**Task set:**
(1) Answer these from the excerpt on the Applicant's information request:
(a) How many emails from the Applicant has the Single Point of Contact recorded since 1 January 2025?
(b) How many of the Applicant's information requests did the Authority say it had progressed since the start of the year?
(c) For how long did the Applicant say he had been having issues with the Authority?
(2) Echo the part of the excerpt on the Applicant's information request that opens with the words containing "1. The Applicant" and closes with "withheld from him.".

**Source document:**

Submissions from the Authority

  1. The Authority explained that it considered the Applicant’s request with regard to the five factors set out above at paragraph 12.
  2. The Authority described the Applicant’s request as “excessively broad” in that it covered an extensive period of time (35 years) and an extremely high number of transactions over this period.  To produce this information, it would need to dedicate a disproportionately high amount of staff time, such that the normal business of the Authority would be significantly impacted.
  3. The Authority noted that the Applicant had framed his request with reference to “money laundering”, “serious misconduct” and “fraud”.  It stated that it could see no connection between the information requested and any conclusions regarding these allegations.  It explained that financial transactions regularly take place as part of normal, lawful business and the information requested would have no value for the Applicant’s apparent purposes (particularly given the sheer volume of information requested).  It therefore concluded that the Applicant’s request had no serious purpose or value.
  4. The Authority recognised that in determining whether a request is vexatious, it is the request and not the requester that must be the primary consideration. However, in this case, it considered the Applicant’s history of dealings with the Authority relevant.  It argued that the request in this case was the latest in a campaign by the Applicant designed to cause disruption to the Authority.
  5. The Authority submitted that, regardless of the Applicant’s intentions, the request had the effect of harassing the Authority – particularly when viewed in the context of his other contact.  Over a number of years, it had recorded a “very high volume” of contact from the Applicant in the form of information requests, comments and complaints – many of which made unfounded allegations of corruption and misconduct by the Authority’s employees and elected members.  
  6. In response to his excessive level of contact with the Authority, the Authority explained that the Applicant is presently bound by Authority policy and the terms of an active Anti-Social Behaviour Order to correspond with the Authority exclusively via a Single Point of Contact (SPOC).  Since 1 January 2025, the SPOC has recorded 71 emails from the Applicant.
  7. When the Applicant’s request was viewed in the wider context of his previous contact, the Authority argued that it had the effect of harassment “enacted as a campaign over time”, with the primary intention being to vent anger rather than to access information.
  8. The Authority stressed that it did not consider all information requests from the Applicant to be vexatious.  It said it had progressed 14 information requests of his from the start of the year and that it considered all of his requests on a case-by-case basis. However, it argued the request in this case would be particularly burdensome to comply with and, when viewed in the context of the Applicant’s history of contact, it had the effect of harassing the Authority.
  9. In view of the above, the Authority considered that the Applicant’s request would, in the opinion of a reasonable person, be considered to be manifestly unreasonable or disproportionate.

Submissions from the Applicant

  1. The Applicant explained that he had been having issues with the Authority for over 25 years and that information had previously been deliberately withheld from him.
  2. The Applicant stated that he disagreed that his request was vexatious and he could only presume that the Authority had a “vast amount of information to hide”.

The Commissioner's view 

  1. The Commissioner has taken account of all of the relevant submissions provided by both the Applicant and the Authority.
  2. The Commissioner has considered the specific terms of the request, which asked how much money had been transferred to and from different services within the Authority over a 35-year period – a process the Applicant described as “tantamount to money laundering and serious misconduct and fraud and deception”.

**Supplied material:**
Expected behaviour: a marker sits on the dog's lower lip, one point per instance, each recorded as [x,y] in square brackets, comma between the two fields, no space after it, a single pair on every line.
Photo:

**Exercise responses:**
(1)
(a) 71
(b) 14
(c) Over 25 years

(2)
1. The Applicant explained that he had been having issues with the Authority for over 25 years and that information had previously been deliberately withheld from him.